EXERCISE INSTRUCTIONS
Reproduce, without any changes, the lines of the records below, beginning with the line that contains "TARGET = woman's hand on paddle" and continuing through the final line of the records.

Pointing dataset records
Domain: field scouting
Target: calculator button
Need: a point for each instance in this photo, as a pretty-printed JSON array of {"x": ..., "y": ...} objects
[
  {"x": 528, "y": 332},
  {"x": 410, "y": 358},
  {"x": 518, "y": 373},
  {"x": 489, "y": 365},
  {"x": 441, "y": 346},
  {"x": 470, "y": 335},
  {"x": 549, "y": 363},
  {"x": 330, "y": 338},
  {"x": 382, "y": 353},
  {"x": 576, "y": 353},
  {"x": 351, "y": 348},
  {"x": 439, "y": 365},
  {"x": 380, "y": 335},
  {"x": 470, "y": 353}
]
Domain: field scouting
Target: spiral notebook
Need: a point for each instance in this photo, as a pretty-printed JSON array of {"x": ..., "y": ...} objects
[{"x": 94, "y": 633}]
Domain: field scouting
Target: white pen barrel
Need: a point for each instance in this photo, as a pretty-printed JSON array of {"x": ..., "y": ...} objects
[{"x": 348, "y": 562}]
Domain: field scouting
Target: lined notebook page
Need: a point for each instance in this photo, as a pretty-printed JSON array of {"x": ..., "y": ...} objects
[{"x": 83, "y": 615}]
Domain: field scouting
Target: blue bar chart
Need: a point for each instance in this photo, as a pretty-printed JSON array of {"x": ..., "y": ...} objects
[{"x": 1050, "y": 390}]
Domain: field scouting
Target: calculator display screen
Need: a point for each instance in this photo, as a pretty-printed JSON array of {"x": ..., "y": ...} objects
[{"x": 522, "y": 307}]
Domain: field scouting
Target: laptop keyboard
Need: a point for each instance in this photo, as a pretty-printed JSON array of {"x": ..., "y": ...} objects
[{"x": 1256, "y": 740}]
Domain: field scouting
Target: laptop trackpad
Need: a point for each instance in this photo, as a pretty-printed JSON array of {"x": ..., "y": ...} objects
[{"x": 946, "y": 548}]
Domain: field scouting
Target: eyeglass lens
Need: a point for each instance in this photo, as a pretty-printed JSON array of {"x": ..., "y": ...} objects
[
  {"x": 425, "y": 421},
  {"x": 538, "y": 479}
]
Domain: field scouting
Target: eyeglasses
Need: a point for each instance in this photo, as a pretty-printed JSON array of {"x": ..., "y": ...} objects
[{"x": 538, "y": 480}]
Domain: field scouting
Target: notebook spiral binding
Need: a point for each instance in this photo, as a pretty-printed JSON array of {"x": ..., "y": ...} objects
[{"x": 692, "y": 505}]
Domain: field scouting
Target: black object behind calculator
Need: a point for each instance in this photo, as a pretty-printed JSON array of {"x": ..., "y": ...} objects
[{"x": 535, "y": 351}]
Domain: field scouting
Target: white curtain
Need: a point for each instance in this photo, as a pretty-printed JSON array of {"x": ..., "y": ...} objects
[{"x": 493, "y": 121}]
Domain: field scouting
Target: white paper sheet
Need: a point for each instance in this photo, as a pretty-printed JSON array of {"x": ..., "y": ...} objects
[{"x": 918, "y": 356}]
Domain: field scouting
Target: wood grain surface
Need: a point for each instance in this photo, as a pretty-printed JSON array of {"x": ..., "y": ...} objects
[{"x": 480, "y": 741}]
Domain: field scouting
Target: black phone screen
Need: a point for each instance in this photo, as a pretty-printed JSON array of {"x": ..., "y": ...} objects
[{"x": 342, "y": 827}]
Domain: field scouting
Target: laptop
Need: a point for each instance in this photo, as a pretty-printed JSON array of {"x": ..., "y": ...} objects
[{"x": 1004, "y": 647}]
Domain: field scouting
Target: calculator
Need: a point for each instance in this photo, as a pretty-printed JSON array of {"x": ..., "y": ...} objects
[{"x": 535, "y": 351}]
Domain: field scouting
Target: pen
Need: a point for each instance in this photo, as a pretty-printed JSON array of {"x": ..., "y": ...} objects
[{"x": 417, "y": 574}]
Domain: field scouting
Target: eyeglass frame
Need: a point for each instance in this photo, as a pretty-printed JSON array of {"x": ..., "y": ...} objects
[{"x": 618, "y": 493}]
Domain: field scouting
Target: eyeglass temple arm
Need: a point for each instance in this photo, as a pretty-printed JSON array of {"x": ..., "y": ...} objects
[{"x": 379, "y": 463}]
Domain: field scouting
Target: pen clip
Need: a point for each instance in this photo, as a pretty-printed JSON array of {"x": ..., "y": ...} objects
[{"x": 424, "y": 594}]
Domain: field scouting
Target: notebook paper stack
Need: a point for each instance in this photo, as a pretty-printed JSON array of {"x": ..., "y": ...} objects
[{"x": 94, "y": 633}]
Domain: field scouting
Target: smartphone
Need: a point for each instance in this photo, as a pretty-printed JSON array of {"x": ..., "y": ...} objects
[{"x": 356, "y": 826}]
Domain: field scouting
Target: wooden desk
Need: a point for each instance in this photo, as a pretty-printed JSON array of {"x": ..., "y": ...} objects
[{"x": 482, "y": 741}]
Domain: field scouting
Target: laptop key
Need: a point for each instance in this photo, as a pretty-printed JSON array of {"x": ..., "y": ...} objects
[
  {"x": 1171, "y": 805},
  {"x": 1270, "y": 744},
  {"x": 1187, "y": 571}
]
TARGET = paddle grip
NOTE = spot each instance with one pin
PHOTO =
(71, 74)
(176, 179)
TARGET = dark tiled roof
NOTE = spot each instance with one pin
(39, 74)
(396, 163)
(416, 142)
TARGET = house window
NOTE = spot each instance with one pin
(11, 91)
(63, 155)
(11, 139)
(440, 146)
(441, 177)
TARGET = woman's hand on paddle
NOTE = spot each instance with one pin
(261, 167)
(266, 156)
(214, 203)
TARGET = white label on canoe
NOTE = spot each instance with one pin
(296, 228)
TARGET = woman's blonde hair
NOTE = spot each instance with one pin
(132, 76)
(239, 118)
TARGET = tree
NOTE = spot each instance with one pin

EXERCISE SOLUTION
TARGET = woman's hand on paddle
NOTE = spot each instance with one pin
(261, 167)
(266, 156)
(214, 203)
TARGET = white label on canoe
NOTE = spot each instance with one pin
(296, 228)
TARGET = woman's blonde hair
NOTE = spot each instance with one pin
(132, 76)
(239, 118)
TARGET = tree
NOTE = spot each instance with one pin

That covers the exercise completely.